● **OBIETTIVO 1**
Riproduci per intero l'intervista su religioni e politica nel mondo globale, senza cambiare nemmeno un carattere.

● **TESTO ESTRATTO**
26 Mag 2011 | Interviste

Il titolo del suo nuovo libro è “Religioni e politica nel mondo globale. Le ragioni di un dialogo”. Come cambia il mondo globale con questo mix?
Il mondo globale è cambiato molto, sta cambiando molto. Consideriamo intanto che noi europei non siamo più al centro del mondo e questo ci crea qualche problema, qualche difficoltà e qualche paura, nonché una nuova abitudine culturale a capire il mondo. Poi ci sono sfide nuove: per esempio quella dello sviluppo. E’ stato detto anche questa mattina all’Assemblea di Confindustria: popoli che prima venivano dopo di noi, oggi per sviluppo e per industria vengono prima di noi. Si pongono quindi le esigenze di uno sviluppo nuovo, di maggiore giustizia, di realizzare ovunque i diritti umani. Sentiamo di essere molto vicini e di non avere tutti gli strumenti di governo democratico per far fronte a queste sfide. Per questo abbiamo bisogno sia della politica, sia della cultura, sia delle religioni, altrimenti non realizziamo questi grandi obiettivi.

● **Voci di dati salvate**

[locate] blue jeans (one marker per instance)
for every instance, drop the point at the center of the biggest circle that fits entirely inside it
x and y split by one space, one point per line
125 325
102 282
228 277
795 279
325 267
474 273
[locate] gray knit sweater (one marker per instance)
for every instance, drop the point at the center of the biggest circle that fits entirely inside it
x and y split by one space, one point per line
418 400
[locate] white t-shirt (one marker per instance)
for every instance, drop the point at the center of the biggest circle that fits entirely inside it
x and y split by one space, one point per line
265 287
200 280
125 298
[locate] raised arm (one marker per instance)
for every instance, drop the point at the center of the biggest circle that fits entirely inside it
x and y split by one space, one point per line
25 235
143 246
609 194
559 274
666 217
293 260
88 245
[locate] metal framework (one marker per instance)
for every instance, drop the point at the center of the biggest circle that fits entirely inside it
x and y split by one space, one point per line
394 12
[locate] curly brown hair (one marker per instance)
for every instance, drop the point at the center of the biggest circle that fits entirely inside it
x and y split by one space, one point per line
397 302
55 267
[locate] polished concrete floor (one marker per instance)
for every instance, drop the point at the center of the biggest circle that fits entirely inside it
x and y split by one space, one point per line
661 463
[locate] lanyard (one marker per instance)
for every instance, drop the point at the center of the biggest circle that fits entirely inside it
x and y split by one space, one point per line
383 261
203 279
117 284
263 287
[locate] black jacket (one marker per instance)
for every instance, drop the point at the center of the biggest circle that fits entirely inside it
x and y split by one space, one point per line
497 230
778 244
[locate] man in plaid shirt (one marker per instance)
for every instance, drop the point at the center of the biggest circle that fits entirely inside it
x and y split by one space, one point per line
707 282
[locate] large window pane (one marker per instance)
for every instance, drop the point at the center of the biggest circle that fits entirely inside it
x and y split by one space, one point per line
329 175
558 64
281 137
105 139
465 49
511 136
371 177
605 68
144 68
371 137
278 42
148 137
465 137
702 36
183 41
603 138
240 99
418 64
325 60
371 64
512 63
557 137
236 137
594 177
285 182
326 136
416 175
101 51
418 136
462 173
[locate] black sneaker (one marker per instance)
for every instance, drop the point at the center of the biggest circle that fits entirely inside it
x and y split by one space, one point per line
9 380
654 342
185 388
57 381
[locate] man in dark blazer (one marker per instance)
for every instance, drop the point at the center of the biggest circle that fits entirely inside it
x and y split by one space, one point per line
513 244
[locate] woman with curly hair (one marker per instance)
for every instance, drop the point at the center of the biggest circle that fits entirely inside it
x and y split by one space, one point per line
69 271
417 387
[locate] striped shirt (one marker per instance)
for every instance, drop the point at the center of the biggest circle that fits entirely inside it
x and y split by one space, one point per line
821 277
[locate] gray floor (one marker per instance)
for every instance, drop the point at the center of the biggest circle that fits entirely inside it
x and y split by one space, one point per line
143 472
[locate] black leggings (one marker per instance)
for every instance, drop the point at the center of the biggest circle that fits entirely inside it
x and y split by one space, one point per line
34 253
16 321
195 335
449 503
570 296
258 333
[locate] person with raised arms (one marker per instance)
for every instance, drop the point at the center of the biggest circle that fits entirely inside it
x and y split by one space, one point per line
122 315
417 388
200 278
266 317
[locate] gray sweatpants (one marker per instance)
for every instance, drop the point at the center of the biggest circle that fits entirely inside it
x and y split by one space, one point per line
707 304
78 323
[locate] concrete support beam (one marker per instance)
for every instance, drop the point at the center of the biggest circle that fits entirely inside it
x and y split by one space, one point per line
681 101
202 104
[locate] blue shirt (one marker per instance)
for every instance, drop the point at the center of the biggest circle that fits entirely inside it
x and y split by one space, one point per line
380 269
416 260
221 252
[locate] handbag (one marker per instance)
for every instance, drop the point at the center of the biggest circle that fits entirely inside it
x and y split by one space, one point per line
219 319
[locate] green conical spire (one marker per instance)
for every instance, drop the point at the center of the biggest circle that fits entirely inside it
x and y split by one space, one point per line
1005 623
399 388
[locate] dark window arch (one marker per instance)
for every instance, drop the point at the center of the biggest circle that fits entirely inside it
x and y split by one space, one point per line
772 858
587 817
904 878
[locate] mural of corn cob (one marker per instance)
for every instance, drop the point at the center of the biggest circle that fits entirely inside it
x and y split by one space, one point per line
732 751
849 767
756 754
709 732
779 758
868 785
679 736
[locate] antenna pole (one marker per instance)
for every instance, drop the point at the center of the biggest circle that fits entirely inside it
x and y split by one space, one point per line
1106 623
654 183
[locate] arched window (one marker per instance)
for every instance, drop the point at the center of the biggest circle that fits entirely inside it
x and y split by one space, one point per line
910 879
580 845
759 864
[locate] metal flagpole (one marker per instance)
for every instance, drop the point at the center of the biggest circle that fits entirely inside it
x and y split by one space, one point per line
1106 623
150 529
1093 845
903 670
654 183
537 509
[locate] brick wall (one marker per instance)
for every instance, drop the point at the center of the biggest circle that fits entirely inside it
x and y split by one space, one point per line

● **OBIETTIVO 2**
Restituisci tutte le righe dell'elenco che contengono la parola "concrete". Tieni conto della differenza tra maiuscole e minuscole.

● **SOLUZIONE DELL'ESERCIZIO 1**
26 Mag 2011 | Interviste

Il titolo del suo nuovo libro è “Religioni e politica nel mondo globale. Le ragioni di un dialogo”. Come cambia il mondo globale con questo mix?
Il mondo globale è cambiato molto, sta cambiando molto. Consideriamo intanto che noi europei non siamo più al centro del mondo e questo ci crea qualche problema, qualche difficoltà e qualche paura, nonché una nuova abitudine culturale a capire il mondo. Poi ci sono sfide nuove: per esempio quella dello sviluppo. E’ stato detto anche questa mattina all’Assemblea di Confindustria: popoli che prima venivano dopo di noi, oggi per sviluppo e per industria vengono prima di noi. Si pongono quindi le esigenze di uno sviluppo nuovo, di maggiore giustizia, di realizzare ovunque i diritti umani. Sentiamo di essere molto vicini e di non avere tutti gli strumenti di governo democratico per far fronte a queste sfide. Per questo abbiamo bisogno sia della politica, sia della cultura, sia delle religioni, altrimenti non realizziamo questi grandi obiettivi.

● **SOLUZIONE DELL'ESERCIZIO 2**
[locate] polished concrete floor (one marker per instance)
[locate] concrete support beam (one marker per instance)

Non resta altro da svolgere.